# Document segment:
···

There is no formula by which you can forecast guilt in the works of Agatha Christie. Nevertheless, for some years after the collapse of the novelist’s marriage to Archie Christie, her readers would do well to cast a wary eye upon any handsome young men in the novels, while keeping in mind the fact that resemblances to Colonel Christie do not automatically stamp a character as the murderer!
On 16 December 1949, nineteen years after the novel’s first publication, Agatha Christie’s Murder at the Vicarage, dramatized by Moie Charles and Barbara Toy, was produced in London at the Playhouse or, as it was tautologically called at the time, the Playhouse Theatre. (The Playhouse still stands, at the Thames Embankment end of Northumberland Avenue.)
A reasonably faithful and straightforward adaptation of the novel, Murder at the Vicarage simplifies the original plot somewhat, and alters the ending, though not the murderer’s identity, in the interests of dramatic effect. The play is set, not in the 1930 of the novel, but in ‘the present time’, i.e. 1949, with references to American airmen being stationed in the village during the war.
With Barbara Mullen as Miss Marple, Reginald Tate (who also directed the play) as Lawrence Redding, Jack Lambert as the Vicar, and Genine Graham as his wife, Griselda, Murder at the Vicarage had a reasonably successful run of four months, and later became popular with repertory companies and amateurs. A production at the Savoy Theatre in the West End of London in 1975, with Barbara Mullen returning to her role of Miss Marple, and Derek Bond as the Vicar, ran for two years.
A television adaptation in two episodes was produced by BBC TV, the first part being shown on Christmas Day 1986, with Joan Hickson as Miss Marple.
The Mysterious Mr Quin SHORT STORIES (1930)
1930 was professionally a busy year for Agatha Christie. In addition to The Murder at the Vicarage, she had two books published and her first play produced. One of the books was a volume in which were collected a number of stories featuring Mr Quin and Mr Satterthwaite, stories which she had written at the rate of one every three or four months for publication in magazines. Mrs Christie refused to produce a series of Mr Quin stories for any one magazine. She considered them to be something special and apart from her usual crime stories, and preferred to write about Mr Quin only when she really felt like doing so.
Twelve of the stories were collected in The Mysterious Mr Quin (published in March 1930). The game is given away almost immediately when one notes that the volume is dedicated ‘To Harlequin the invisible’ and that, in the opening story, an unexpected visitor who ‘appeared by some curious effect of the stained glass above the door, to be dressed in every colour of the rainbow’ announces, ‘By the way, my name is Quin – Harley Quin’.

···

# Data excerpts:
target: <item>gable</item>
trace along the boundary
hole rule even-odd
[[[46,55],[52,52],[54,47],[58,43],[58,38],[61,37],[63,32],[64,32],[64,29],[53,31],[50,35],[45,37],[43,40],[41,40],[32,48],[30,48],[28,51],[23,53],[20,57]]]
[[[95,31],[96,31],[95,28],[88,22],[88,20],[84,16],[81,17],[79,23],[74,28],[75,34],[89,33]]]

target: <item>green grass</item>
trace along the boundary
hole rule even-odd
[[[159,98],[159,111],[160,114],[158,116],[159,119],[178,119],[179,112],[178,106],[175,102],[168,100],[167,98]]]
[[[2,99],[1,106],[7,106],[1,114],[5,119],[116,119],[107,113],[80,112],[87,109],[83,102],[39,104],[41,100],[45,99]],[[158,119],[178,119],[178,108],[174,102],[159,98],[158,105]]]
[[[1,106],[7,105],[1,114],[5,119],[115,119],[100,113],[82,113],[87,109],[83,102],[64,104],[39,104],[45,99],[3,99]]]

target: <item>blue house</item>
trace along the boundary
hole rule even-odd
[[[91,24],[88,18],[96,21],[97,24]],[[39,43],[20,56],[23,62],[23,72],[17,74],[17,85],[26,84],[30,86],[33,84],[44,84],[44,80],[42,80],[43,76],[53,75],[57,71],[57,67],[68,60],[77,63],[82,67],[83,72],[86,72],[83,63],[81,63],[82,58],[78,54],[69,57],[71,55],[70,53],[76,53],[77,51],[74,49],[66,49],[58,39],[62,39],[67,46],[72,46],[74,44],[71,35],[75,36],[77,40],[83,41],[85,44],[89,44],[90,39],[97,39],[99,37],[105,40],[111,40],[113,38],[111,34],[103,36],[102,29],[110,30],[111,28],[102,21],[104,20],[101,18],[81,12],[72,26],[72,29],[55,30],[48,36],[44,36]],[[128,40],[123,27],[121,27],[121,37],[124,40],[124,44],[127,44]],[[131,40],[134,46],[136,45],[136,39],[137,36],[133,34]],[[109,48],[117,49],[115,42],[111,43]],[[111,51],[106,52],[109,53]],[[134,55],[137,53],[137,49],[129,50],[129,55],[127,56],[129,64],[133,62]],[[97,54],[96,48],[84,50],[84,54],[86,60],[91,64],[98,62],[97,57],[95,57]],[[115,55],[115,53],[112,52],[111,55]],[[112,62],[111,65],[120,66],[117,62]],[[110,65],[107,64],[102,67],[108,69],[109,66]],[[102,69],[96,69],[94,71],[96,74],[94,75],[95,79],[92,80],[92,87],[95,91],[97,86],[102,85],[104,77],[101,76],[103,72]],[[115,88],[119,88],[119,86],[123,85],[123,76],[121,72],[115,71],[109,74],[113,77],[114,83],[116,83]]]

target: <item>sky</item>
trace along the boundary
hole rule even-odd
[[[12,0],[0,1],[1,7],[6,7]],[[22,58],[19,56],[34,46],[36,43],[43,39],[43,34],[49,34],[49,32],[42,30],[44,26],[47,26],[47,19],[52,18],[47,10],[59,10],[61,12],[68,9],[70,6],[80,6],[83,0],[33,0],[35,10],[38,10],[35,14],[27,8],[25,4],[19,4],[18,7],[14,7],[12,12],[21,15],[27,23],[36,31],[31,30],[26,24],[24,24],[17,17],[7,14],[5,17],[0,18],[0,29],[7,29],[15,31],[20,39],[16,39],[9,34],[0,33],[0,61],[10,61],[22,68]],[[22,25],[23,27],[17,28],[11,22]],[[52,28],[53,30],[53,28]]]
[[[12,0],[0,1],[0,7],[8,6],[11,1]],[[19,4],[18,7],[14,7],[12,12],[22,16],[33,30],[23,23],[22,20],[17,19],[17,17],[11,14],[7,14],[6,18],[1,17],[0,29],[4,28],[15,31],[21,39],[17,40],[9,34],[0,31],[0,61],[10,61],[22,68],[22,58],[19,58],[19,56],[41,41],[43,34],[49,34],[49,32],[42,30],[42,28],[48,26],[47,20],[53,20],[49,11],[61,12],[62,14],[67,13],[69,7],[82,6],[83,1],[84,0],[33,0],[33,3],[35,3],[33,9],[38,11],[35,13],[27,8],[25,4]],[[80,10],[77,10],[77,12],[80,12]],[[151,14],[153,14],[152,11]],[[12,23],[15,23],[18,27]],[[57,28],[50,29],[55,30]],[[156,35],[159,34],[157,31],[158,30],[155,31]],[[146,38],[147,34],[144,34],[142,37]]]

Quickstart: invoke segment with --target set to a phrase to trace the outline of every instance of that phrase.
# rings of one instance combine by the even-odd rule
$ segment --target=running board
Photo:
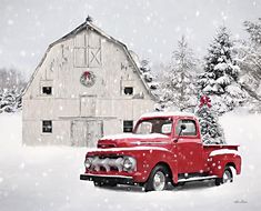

···

# Short problem:
In the text on Agatha Christie's work, how long did the 1975 production of Murder at the Vicarage at the Savoy Theatre run?

# The result:
Two years.